• **Tasks and exercises**:
a - Translate this sentence from the COVID-19 testing update into Spanish: "You should take regular antigen tests instead of booking a PCR test."
b - In the COVID-19 testing update, which age range should self-isolate and use antigen tests rather than book a PCR test when symptoms appear?
c - Resume the COVID-19 testing update after its final sentence.
··· Passage provided ···
Posts Tagged ‘sick pay’

What employment changes are effective from January 2022?

Wednesday, January 5th, 2022

COVID-19 Update

Because of the large numbers of COVID 19 cases, the Government advice on testing and how to manage the close contacts situation is evolving and our advice is to continue to check our updates and also the HSA news feeds.

As of today 5th January 2022, the rules on testing is as follows:

1.If you have COVID-19 symptoms:

  • are aged between 4 and 39 then you should self-isolate immediately. You should take regular antigen tests instead of booking a PCR test. If you have a positive antigen test – then you should book a PCR test to confirm that you are COVID-19 positive. If you have repeated negative antigen tests you should still self-isolate for 48 hours after your symptoms have gone
  • if you are over 40 years old you should seek a PCR test as soon as you display symptoms of COVID-19
  • children aged 3 or under should be booked for a PCR test as soon as they display symptoms of COVID-19
  • if you are a healthcare worker then you should still book a PCR test as soon as you show any symptoms of COVID-19

2. If you have an underlying condition which puts you at higher risk of severe disease (or if you have a clinical concern) then you should contact your GP and be advised as to what is appropriate.
··· Given records ···
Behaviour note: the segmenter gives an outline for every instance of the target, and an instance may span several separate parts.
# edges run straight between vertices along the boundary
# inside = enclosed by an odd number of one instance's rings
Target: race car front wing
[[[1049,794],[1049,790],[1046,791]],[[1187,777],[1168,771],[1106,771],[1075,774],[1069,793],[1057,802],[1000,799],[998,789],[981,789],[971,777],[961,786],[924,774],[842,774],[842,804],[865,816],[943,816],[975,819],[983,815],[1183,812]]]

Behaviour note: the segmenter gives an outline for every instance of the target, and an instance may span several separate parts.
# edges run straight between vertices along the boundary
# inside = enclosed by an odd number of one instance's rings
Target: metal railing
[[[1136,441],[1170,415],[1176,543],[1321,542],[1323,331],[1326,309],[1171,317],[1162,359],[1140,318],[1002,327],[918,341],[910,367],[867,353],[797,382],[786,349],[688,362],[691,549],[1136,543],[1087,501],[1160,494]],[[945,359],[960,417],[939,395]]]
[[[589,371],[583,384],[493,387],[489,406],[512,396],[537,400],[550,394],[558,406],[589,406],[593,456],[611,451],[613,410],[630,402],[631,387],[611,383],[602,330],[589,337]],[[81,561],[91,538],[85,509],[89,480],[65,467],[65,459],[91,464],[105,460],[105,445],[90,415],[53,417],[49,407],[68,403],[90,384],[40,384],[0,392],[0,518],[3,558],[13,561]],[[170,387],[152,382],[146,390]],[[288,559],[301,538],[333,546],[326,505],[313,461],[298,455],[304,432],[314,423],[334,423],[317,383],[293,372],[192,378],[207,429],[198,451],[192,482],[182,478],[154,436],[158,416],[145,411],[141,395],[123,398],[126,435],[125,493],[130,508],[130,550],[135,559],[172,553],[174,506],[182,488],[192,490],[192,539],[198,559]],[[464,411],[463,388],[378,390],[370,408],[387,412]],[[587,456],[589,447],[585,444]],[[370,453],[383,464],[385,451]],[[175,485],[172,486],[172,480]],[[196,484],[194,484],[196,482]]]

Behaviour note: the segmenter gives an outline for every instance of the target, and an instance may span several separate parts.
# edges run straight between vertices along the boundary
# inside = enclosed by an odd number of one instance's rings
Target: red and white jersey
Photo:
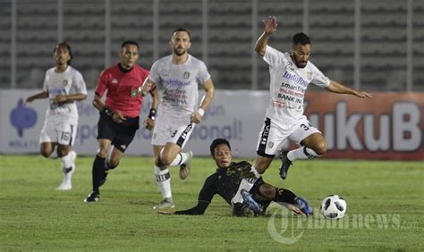
[[[148,76],[148,71],[137,64],[129,71],[123,71],[119,64],[115,64],[102,71],[95,92],[101,97],[107,90],[105,101],[107,106],[127,117],[137,117],[143,103],[143,97],[138,89]]]
[[[321,88],[330,85],[311,62],[298,68],[289,53],[282,53],[267,46],[265,62],[269,64],[271,99],[266,116],[279,125],[291,127],[303,115],[303,98],[310,83]]]
[[[189,55],[182,64],[173,64],[172,55],[158,59],[150,69],[150,79],[165,90],[159,107],[170,113],[190,114],[197,109],[199,86],[202,86],[210,75],[205,63]]]
[[[46,120],[78,124],[78,109],[75,101],[56,104],[54,102],[57,95],[87,95],[87,87],[82,75],[73,67],[63,72],[57,72],[55,67],[46,71],[43,90],[48,93],[50,105],[46,113]]]

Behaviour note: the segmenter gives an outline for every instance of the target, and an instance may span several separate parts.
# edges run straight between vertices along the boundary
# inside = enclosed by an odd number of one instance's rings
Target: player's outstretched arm
[[[157,88],[154,88],[149,93],[150,93],[150,96],[152,97],[152,100],[150,104],[150,112],[148,113],[148,118],[144,120],[143,123],[146,125],[146,129],[153,130],[153,128],[155,128],[156,113],[157,109],[157,104],[159,101],[159,94],[157,93]]]
[[[256,42],[255,51],[263,57],[269,37],[276,32],[278,23],[275,16],[269,16],[267,21],[264,20],[262,21],[264,22],[264,32]]]
[[[205,113],[205,111],[209,107],[212,99],[215,97],[215,86],[212,80],[208,79],[205,83],[203,83],[203,89],[205,90],[205,95],[203,96],[200,103],[200,107],[193,113],[190,120],[194,123],[200,123],[201,117]]]
[[[372,98],[372,96],[365,91],[352,89],[333,80],[330,80],[330,85],[326,89],[333,93],[348,94],[360,98]]]
[[[48,93],[46,92],[46,91],[43,91],[41,93],[38,93],[38,94],[36,94],[34,96],[30,96],[30,97],[27,97],[25,99],[25,104],[27,105],[27,104],[31,103],[34,100],[46,99],[46,98],[48,98]]]

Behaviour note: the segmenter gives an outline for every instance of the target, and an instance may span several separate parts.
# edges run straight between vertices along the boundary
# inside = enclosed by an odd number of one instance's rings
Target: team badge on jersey
[[[131,89],[131,97],[136,97],[138,93],[138,89]]]
[[[163,76],[168,76],[171,71],[169,69],[164,69],[161,71]]]
[[[308,71],[308,72],[306,73],[306,78],[308,78],[308,80],[312,79],[312,71]]]

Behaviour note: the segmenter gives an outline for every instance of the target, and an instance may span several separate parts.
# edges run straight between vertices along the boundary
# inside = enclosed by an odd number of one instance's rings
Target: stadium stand
[[[40,88],[39,72],[52,65],[52,45],[57,41],[57,2],[17,2],[17,87]],[[64,1],[64,40],[74,51],[75,67],[84,74],[89,88],[105,67],[104,1]],[[208,39],[208,66],[217,88],[250,88],[251,80],[251,1],[208,0],[208,38],[202,38],[202,1],[161,0],[159,3],[158,56],[169,54],[171,31],[184,27],[191,33],[191,54],[202,58]],[[110,63],[125,39],[140,45],[140,63],[154,62],[153,1],[110,1]],[[309,35],[311,61],[330,78],[353,85],[354,1],[309,1]],[[10,87],[11,2],[0,2],[0,88]],[[413,89],[424,90],[424,1],[413,1]],[[280,30],[270,45],[290,50],[290,38],[303,28],[301,2],[258,1],[258,34],[262,19],[279,18]],[[369,90],[404,90],[406,87],[406,1],[361,1],[361,86]],[[253,40],[256,39],[253,38]],[[259,59],[259,58],[258,58]],[[268,85],[267,66],[258,60],[259,89]],[[41,74],[42,75],[42,74]],[[41,78],[42,79],[42,78]]]

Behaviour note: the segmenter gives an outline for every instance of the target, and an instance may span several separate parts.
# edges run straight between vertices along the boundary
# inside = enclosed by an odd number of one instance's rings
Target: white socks
[[[72,167],[72,157],[71,152],[69,152],[68,155],[62,156],[60,160],[62,162],[62,167],[64,169]]]
[[[174,158],[173,162],[169,164],[169,166],[175,166],[184,164],[187,161],[188,155],[185,152],[180,152],[177,154],[175,158]]]
[[[249,178],[249,179],[242,179],[242,182],[240,182],[239,189],[237,190],[237,193],[235,194],[234,197],[233,197],[232,201],[233,203],[237,202],[242,202],[243,197],[242,197],[242,189],[245,189],[247,191],[250,191],[253,185],[255,184],[256,181],[260,178],[260,174],[256,171],[256,164],[253,164],[250,168],[250,172],[255,174],[255,179],[254,178]]]
[[[155,175],[157,182],[157,187],[162,193],[162,197],[172,197],[171,192],[171,175],[169,174],[168,168],[161,170],[159,167],[155,165]]]
[[[318,156],[320,156],[320,155],[318,155],[313,149],[306,147],[301,147],[287,153],[287,158],[290,161],[296,159],[310,159]]]

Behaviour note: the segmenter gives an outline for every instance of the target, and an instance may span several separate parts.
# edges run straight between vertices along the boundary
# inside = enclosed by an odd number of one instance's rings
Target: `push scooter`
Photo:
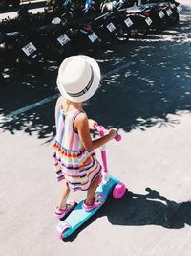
···
• **Answers by task**:
a - Debe hacerse pruebas de antígenos periódicas en lugar de reservar una prueba PCR.

b - Ages 4 to 39.

c -
Claiming Covid Benefit of €350.00 per week

You can apply for the Covid-19 enhanced Illness Benefit if you:

  • Are suspected of having Covid-19 and are told by a doctor or the HSE to self-isolate or restrict your movements or
  • Are diagnosed with Covid-19.

To qualify for the payment you must:

  • Be aged between 18 and 66.
  • Have a medical certificate called a ‘Certificate of incapacity for work’ from a doctor or have a text or letter notification from the HSE to support your application.
  • Be confined to your home or a medical facility.
  • Be employed in at least one of the 4 weeks before your medical certification and have a current contract of employment, if you are an employee.
  • Have worked immediately before your medical certification and will have reckonable income in the current contribution year, if you are self-employed.

Statutory Sick Pay (SSP)

SSP is an employment right, which is due to come into effect over the next few months, where employees are entitled to claim 3 payable sick days.

Sick pay will be paid by employers at a rate of 70% of an employee’s wage, subject to a daily threshold of €110. The daily earnings threshold of €110 is based on 2019 mean weekly earnings of €786.33 and equates to an annual salary of €40,889.16.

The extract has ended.